TASK 1:
Answer these questions from the text on homelessness and the benefits system:
(a) On what date was "Benefits for Health" launched?
(b) Which organization funded the research?
(c) What is the average age at death for women experiencing homelessness in England and Wales?
TASK 2:
List every statistic in the text on homelessness and the benefits system, and say what each one measures.

EXCERPTED TEXT:
* * * *

Groundswell’s research finds that the benefits system is not supporting the health and wellbeing of people who are homeless.
‘Benefits for Health’ launched on 15th December 2020, reveals how the benefits is system, instead of helping people to avoid and escape homelessness, is causing real challenges to the lives of people who are homeless. The Benefits for Health research interviewed over 240 people experiencing homelessness in London to understand experiences with the benefits and health systems. It reveals that while the benefits system should be supporting people with severe health needs, in many cases people who are homeless face barriers to getting support that is having a negative impact on their health.
The research, funded by the independent charitable foundation Trust for London, revealed that many of the people affected by homelessness faced severe issues with their physical and/or mental health (83%) and 54% of participants reported that physical and mental health issues had contributed to them becoming homeless. The consequences of homelessness and barriers in the healthcare system mean that people who are homeless have much poorer physical and mental health when compared to people with a stable home. The average age at death is 44 years for men experiencing homelessness in England and Wales, and 42 years for women.

* * * *

INFORMATION SHOWN:

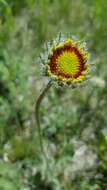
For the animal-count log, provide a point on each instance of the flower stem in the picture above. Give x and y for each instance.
(37, 116)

* * * *

EXERCISE RESPONSE 1:
(a) 15th December 2020
(b) Trust for London, an independent charitable foundation
(c) 42 years

EXERCISE RESPONSE 2:
- Over 240: the number of people experiencing homelessness in London who were interviewed for the research
- 83%: the share of people affected by homelessness who faced severe issues with their physical and/or mental health
- 54%: the share of participants who reported that physical and mental health issues had contributed to them becoming homeless
- 44 years: the average age at death for men experiencing homelessness in England and Wales
- 42 years: the average age at death for women experiencing homelessness in England and Wales